▶ QUESTIONS TO ANSWER:
- a) In the article on treating pets at home, translate this sentence into Spanish: "It's important to note that there's no substitute for a visit to the vet for expert help."
- b) Pick up the article on treating pets at home with household items after its last sentence and extend it.

▶ GIVEN TEXT:
┄┄┄┄┄┄

Treating Your Pet at Home With Household Items
Household items and human medicines can be used to treats pets in an emergency.
Aug. 24, 2009— -- What would you do if your pet got sick and you couldn't get to the vet?
There are items in your home -- in the kitchen or medicine cabinet -- that can help. But there are also some remedies that are safe for humans but dangerous for animals.
Veterinarian Marty Becker has great advice on the human medicines and household items that could help your pet in an emergency, and the ones to avoid.
It's important to note that there's no substitute for a visit to the vet for expert help. Becker says that even if you can't get to a vet right away, call one on the phone before trying to treat your pet yourself.
But when there is absolutely no help available -- you're off camping, it's a holiday, you experience some other emergency -- there are things you can do if you have to take action quickly at home. In that case, a follow-up visit to your vet is a must.
You might think that it's safe to give your pets the pain relievers and anti-inflammatory medication that all of us have at home, such as aspirin, ibuprofen and acetaminophen, but Becker says that's a big no-no.
These drugs aren't dangerous to people, but they are to pets, especially cats. Nearly 10,000 calls to the animal poison control center in 2008 were the result of owners giving their furry friends one of these drugs. Never use those drugs without your vet giving you the OK.
But there are some common drugs and household products you can use to help your pet get through an emergency.
Use: Benadryl works well if your pet has an allergic reaction, but only if your vet says it's OK to use.
Dosage: 25 milligrams for pets up to 30 pounds, 50 mg for pets up to 80 pounds and 75 mg for pets over 80 pounds. Use one dose every six hours.
Use: Hydrogen peroxide can be used to induce vomiting if your pet has gotten into something he shouldn't. It's important that you use the 3 percent solution -- you'll find that information right on the label.

┄┄┄┄┄┄

▶ GIVEN INFORMATION:

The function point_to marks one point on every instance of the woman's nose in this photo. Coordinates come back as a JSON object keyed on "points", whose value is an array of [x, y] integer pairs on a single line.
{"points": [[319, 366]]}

┄┄┄┄┄┄

▶ ANSWERS BY ITEM:
- a) Es importante señalar que no hay nada que sustituya una visita al veterinario para recibir ayuda experta.

- b)
Dosage: One teaspoon for every five pounds, up to five tablespoons. It's a good idea to write down how much your pet can take and post it on the fridge or somewhere easy to find, because when you need to induce vomiting, it's usually an emergency and you don't want to waste time doing the math.
Use: For an upset stomach, you can use Pepto-Bismol for dogs, but never cats. Pepto-Bismol contains an aspirinlike substance that cats can't tolerate.
Dosage: A child's dose, as indicated on the package, for every 40 pounds of pet. So if your dog is 10 pounds, you'd use a quarter dose; an 80-pound dog would get two doses.
Corn Starch or All-Purpose Flour: Most of us have these items in our cupboards, and they are great to stop minor bleeding, such as bleeding around your pet's nails. Just pack it on, and it will stop the bleeding and soak up the blood.
Contact Lens Saline Solution: You can use contact lens solution to flush out wounds. The solution is basically saline, which is what is used in emergency rooms to clean out wounds.
Baking Soda: This is great for treating bee stings in pets and people. Bees leave a stinger attached to a venom sac, and you want to remove the stinger without breaking the sac. Mix some baking soda and water into a paste, let it dry, and then use a credit card to gently scrape out the stinger.
Betadine Solution (an antiseptic): This is a safe iodine solution often kept around the house as an antiseptic to use on cuts to clean and prevent infection.